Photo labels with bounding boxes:
┄┄┄┄┄┄┄┄┄┄

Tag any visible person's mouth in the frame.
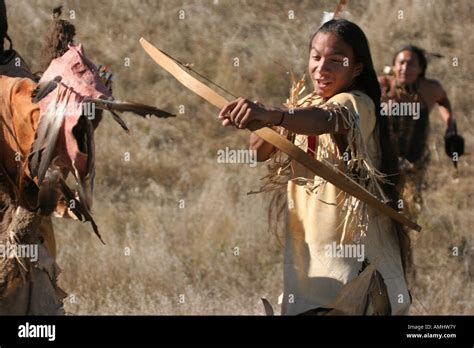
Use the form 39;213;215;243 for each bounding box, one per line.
315;79;332;90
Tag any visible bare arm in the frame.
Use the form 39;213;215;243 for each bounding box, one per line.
250;133;275;162
431;81;454;131
219;98;347;161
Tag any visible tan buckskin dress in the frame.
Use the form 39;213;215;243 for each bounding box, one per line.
281;91;410;315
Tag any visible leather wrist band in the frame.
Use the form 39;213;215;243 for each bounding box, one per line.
274;111;285;126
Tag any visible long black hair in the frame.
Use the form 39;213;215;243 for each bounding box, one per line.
311;19;412;277
392;45;428;77
0;0;12;54
311;19;399;205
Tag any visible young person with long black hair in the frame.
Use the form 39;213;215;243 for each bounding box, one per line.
219;20;410;315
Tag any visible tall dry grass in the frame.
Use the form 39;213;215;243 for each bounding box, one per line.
7;0;474;314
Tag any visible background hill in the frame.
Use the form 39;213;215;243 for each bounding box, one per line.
6;0;474;314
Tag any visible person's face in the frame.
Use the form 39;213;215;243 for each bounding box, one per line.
393;51;422;85
308;32;363;98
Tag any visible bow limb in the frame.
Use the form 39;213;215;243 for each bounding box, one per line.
140;38;421;231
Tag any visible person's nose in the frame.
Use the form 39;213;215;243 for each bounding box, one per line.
316;58;329;74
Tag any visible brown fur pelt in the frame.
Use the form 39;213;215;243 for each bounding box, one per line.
42;6;76;70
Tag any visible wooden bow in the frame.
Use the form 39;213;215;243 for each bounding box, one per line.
140;38;421;231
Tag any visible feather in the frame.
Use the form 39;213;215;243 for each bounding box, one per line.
109;110;130;133
38;169;61;215
29;88;66;185
88;98;176;118
261;297;275;316
59;177;105;245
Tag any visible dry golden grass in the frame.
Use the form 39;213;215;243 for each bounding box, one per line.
7;0;474;314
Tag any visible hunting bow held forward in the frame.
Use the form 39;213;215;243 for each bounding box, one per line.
140;38;421;231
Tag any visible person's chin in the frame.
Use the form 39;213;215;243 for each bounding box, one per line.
314;87;336;98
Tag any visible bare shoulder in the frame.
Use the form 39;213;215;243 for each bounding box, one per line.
421;78;444;95
378;75;391;87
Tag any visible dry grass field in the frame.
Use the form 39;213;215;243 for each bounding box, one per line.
7;0;474;315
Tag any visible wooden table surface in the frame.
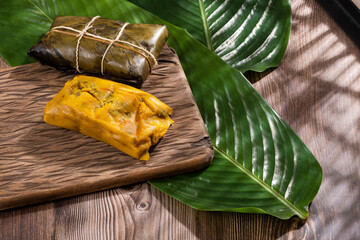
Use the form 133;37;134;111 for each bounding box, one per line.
0;0;360;240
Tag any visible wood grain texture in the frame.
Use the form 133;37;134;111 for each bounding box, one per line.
0;0;360;240
0;47;213;209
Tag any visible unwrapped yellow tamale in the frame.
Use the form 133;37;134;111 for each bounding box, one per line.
44;76;173;160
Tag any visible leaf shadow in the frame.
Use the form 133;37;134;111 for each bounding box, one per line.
250;0;360;239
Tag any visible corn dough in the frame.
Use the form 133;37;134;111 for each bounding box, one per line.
44;76;173;160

┄┄┄┄┄┄┄┄┄┄

▶ _Requirements_
Reproduce the material verbatim from its first line through the line containing "219;98;347;161", including both ends, and omit the pictures.

▶ _Response to the exercise_
Tag any visible person's mouth in the frame.
Use the form 39;213;215;243 for each bounding box, one per line.
315;79;332;90
Tag any visible bare arm in the frame.
Use the form 39;213;215;243 for each bounding box, one per line.
250;133;275;162
431;81;454;131
219;98;347;161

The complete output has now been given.